Point localization data
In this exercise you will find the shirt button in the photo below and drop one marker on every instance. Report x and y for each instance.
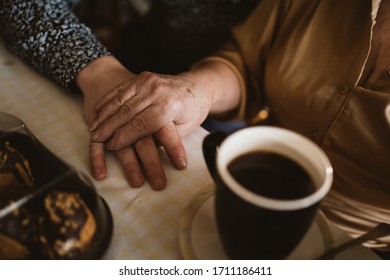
(343, 89)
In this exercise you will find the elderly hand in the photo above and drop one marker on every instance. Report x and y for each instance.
(142, 155)
(143, 105)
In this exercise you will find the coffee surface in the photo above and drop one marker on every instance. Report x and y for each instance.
(272, 175)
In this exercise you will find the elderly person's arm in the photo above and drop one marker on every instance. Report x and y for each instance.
(50, 37)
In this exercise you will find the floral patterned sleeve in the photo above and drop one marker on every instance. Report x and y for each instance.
(49, 36)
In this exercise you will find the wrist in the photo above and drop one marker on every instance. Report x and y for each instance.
(101, 75)
(225, 89)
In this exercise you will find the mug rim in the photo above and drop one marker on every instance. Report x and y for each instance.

#### [ABOUT THIS EXERCISE]
Please give the data above again in exact form and omit every picture.

#### [WRITTEN SOLUTION]
In this exercise you will find the shirt button in the photo below and drop one marker on every instance. Report x and y for each instance.
(343, 89)
In this exercise you will find the elderly hand in the photo above and drop one marker on every instance. Report x and y for each instance.
(142, 155)
(143, 105)
In this exercise you will find the coffee surface in the photo above and drop one marker on every instance. Report x and y for each instance.
(272, 175)
In this exercise you will find the elderly person's arm in the photo above and drop one marker on every instance. Report x and y for each instance.
(50, 37)
In this exercise you will find the floral patterned sleeve in the photo above and drop one marker on every instance. Report x and y for each instance.
(49, 36)
In this exercise you will find the wrist in the photo above and drop one marker on every instance. Report x and y for each instance.
(101, 75)
(225, 89)
In this exercise you will find the mug rim in the photo above and drop one marker on every instance. Report x and y for each instance.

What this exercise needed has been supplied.